··· Document source ···

Mexique 2012, vers la rupture?

Mexique 2012, vers la rupture?

Le 20 mars dernier, c’est devant
un Auditoire National plein à craquer que Andrés Manuel
López Obrador (AMLO) a présenté son
« Projet Alternatif de Nation » que son
mouvement le « Movimiento Regeneracíon
Nacional » (MORENA) entend porter en vue des
élections présidentielles de 2012.

Après trente ans de politiques néolibérales, le
Mexique est au bord de l’abîme: chute drastique du pouvoir
d’achat, surexploitation du travail, croissance exponentielle du
chômage, du travail précaire et de l’économie
informelle, perte de la souveraineté alimentaire et abandon des
campagnes, privatisation massive du secteur public et
décomposition sociale avancée. La violence
systémique du néolibéralisme bat son plein.

    Lorsque Calderón du Parti Action Nationale
(PAN) arrive au pouvoir en 2006 suite à une fraude
électorale, sa légitimité est très faible.
Il déclenche alors sa guerre contre le narcotrafic et militarise
le pays. Cinq ans plus tard, les résultats sont
là : la violence a crue de manière terrifiante
(40 000 mort·e·s à ce jour), le
féminicide déjà en cours à atteint des
proportions dramatiques et les assassinats de
militant·e·s sociaux et de
défenseur·e·s des droits humains ont pris
l’ascenseur. Si cette guerre n’a en rien affaibli les
organisations criminelles, elle a en revanche contribuée a
rendre la situation totalement incontrôlable dans bien des zones
du pays, ce qui sert de prétexte aux USA pour intervenir de
manière toujours plus ouverte dans les affaires interne du pays.
Des possibilités d’interventions militaires directes ont
même été évoquées ces derniers temps.

Le Projet Alternatif de Nation

Dans ce contexte, l’apparition et l’enracinement d’un
mouvement civico-populaire qui s’oppose au
néolibéralisme, ne peut qu’être vu comme un
signe d’espoir par un nombre toujours plus grand. Le
« Projet Alternatif de Nation »
propose : de stopper les privatisations et de redonner du poids
au secteur public, la démocratisation réelle du pays et
le respect de sa souveraineté, un strict respect de la
constitution et des institutions, l’indépendance de la
justice, une liberté syndicale effective, la protection des
défenseurs des droits humains, ainsi qu’une lutte
sérieuse contre la corruption. A mi-mandat, le président
se soumettra au référendum révocatoire. En cas de
victoire électorale, le nouveau gouvernement s’engagera
dans une révision du Traité de Libre Commerce
d’Amérique du Nord (TLCAN), et renforcera ses liens avec
ses partenaires du Sud, notamment latino-américains. Un strict
respect des droits, humains et sociaux, des migrants sera de rigueur.

···

● **Énoncé 1**: Selon l'article sur les élections mexicaines de 2012, qu'est-ce qui sert de prétexte aux États-Unis pour intervenir dans les affaires internes du Mexique ? Expliquez-le en une à trois phrases.
● **Énoncé 2**: Rédigez la suite de l'article sur les élections mexicaines de 2012 en partant de sa dernière phrase.

··· Enregistrements ···

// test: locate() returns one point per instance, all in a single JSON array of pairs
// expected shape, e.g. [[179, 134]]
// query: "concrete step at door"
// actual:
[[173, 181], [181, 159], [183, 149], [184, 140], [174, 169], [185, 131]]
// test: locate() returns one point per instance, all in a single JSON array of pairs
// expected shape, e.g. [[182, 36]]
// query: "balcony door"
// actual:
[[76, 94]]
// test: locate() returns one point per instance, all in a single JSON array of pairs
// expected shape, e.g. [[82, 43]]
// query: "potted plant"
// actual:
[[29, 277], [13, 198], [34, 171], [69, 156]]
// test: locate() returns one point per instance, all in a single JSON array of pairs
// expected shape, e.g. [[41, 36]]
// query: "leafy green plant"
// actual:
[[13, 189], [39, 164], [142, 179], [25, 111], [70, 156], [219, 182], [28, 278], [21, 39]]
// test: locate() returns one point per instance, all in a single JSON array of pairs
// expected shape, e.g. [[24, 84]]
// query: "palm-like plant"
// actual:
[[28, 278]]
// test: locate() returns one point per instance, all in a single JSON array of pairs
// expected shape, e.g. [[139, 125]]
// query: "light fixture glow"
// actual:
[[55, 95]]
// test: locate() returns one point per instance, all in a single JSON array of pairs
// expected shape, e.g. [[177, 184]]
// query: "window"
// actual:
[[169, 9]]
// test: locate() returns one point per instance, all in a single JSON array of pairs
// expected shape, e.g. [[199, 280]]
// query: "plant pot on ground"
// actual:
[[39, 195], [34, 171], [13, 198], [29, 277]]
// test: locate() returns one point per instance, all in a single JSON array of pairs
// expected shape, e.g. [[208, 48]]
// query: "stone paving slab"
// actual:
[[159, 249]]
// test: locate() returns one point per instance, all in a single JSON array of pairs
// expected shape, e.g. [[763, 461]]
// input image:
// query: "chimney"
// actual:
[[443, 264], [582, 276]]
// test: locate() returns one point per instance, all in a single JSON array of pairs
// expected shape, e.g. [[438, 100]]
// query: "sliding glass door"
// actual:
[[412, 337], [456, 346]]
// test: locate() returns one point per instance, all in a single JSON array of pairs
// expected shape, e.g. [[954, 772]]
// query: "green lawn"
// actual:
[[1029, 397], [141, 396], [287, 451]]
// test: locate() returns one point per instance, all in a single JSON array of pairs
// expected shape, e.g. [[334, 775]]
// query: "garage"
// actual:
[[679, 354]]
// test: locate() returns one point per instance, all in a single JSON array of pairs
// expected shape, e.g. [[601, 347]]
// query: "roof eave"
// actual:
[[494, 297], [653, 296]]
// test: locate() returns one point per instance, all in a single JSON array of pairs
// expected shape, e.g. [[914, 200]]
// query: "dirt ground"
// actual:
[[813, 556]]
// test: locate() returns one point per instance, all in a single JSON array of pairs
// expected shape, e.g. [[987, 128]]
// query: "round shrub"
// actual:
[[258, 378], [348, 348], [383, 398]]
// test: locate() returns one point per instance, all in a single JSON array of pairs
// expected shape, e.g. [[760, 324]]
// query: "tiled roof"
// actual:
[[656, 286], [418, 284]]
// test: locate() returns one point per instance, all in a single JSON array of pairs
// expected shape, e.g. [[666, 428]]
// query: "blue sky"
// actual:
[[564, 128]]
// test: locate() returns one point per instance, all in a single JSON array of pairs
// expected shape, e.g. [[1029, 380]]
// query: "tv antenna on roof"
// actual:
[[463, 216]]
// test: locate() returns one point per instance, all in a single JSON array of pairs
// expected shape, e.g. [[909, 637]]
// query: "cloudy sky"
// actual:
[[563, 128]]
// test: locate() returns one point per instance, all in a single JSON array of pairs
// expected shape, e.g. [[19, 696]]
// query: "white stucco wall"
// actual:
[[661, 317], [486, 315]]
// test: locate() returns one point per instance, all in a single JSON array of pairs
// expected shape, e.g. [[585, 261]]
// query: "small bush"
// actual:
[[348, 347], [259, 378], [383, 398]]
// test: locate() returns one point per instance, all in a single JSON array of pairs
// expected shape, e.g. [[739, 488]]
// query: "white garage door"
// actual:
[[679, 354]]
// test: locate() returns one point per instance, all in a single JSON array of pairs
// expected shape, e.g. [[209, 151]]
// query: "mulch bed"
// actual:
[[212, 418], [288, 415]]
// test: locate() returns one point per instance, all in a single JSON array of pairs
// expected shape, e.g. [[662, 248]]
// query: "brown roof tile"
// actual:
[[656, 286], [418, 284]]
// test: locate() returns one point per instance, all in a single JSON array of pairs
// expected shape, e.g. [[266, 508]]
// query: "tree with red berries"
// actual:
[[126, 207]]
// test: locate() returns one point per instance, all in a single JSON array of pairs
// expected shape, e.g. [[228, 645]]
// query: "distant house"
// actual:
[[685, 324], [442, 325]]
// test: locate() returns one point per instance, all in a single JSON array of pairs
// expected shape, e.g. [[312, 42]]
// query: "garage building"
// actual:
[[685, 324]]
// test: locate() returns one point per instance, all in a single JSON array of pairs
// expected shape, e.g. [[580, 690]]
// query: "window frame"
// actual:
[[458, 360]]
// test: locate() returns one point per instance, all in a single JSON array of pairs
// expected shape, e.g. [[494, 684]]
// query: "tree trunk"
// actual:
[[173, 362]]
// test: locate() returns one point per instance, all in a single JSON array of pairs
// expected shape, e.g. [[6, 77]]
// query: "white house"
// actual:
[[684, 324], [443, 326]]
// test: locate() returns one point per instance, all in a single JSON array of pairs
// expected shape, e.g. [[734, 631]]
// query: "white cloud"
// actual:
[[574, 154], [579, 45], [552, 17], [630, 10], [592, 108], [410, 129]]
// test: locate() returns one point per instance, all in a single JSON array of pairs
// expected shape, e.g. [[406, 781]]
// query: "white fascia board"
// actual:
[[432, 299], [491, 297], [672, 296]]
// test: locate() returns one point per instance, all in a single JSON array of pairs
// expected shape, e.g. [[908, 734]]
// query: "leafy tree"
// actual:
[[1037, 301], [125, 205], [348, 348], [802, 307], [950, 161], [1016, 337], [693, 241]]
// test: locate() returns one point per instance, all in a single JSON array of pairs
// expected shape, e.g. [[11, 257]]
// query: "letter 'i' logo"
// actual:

···

● **Réponse 1**: La guerre contre le narcotrafic déclenchée par Calderón n'a en rien affaibli les organisations criminelles. Elle a en revanche rendu la situation totalement incontrôlable dans bien des zones du pays. C'est cette situation qui sert de prétexte aux États-Unis pour intervenir de manière toujours plus ouverte.

● **Réponse 2**:
Il est également prévu de s’attaquer à la
toute puissance de certains médias privés et dans le
domaine fiscal, la progressivité de l’impôt sera
introduite. Notons encore que le nouveau gouvernement prévoit la
construction de cinq raffineries afin de stopper l’importation
d’essence. AMLO à également pris l’engagement
formel de retirer l’armée de la lutte contre le crime
organisé.

2012, vers une confrontation électorale…

On l’aura compris, l’application de ce programme, aussi
modeste qu’il puisse paraître nécessitera plus
qu’une victoire électorale. Il est peu probable, en effet,
que l’oligarchie qui tire les ficelles, s’accommode
d’un gouvernement même timidement réformiste, et un
scénario similaire à celui de 2006 n’est pas
à écarter en cas de victoire du centre-gauche. Au cours
des cinq dernières années, AMLO et ses partisans, en
rupture plus ou moins ouvertes avec son parti, le Parti de la
Révolution Démocratique (PRD), ont patiemment construit
un vaste mouvement civico-populaire qui bénéficie
aujourd’hui d’une implantation nationale, d’un bon
réseau militant, et d’une capacité certaine
à mobiliser ses nombreux partisans. Le MORENA peut compter sur
des milliers de comités dans tout le pays qui ont
été crées dans le sillage du passage de AMLO. Ce
dernier a parcouru l’ensemble du territoire, visitant
jusqu’au dernier « municipio ». A titre
d’exemple Regeneración, le journal du mouvement, soutien
indispensable de toutes ses campagnes, est distribué de
manière militante à plusieurs centaines de milliers
d’exemplaires.  Le mouvement devra cependant encore
s’élargir et se renforcer afin d’être à
même de faire respecter le résultat des élections
en cas de victoire.

…et sociale

Comme nous l’avons dit, le programme et son application, sans
être anticapitaliste, représenterait une avancée
importante pour le Mexique dans un contexte latino-américain en
pleine mutation. Pour cette raison, une partie de la gauche socialiste
et révolutionnaire participe pleinement à ce processus.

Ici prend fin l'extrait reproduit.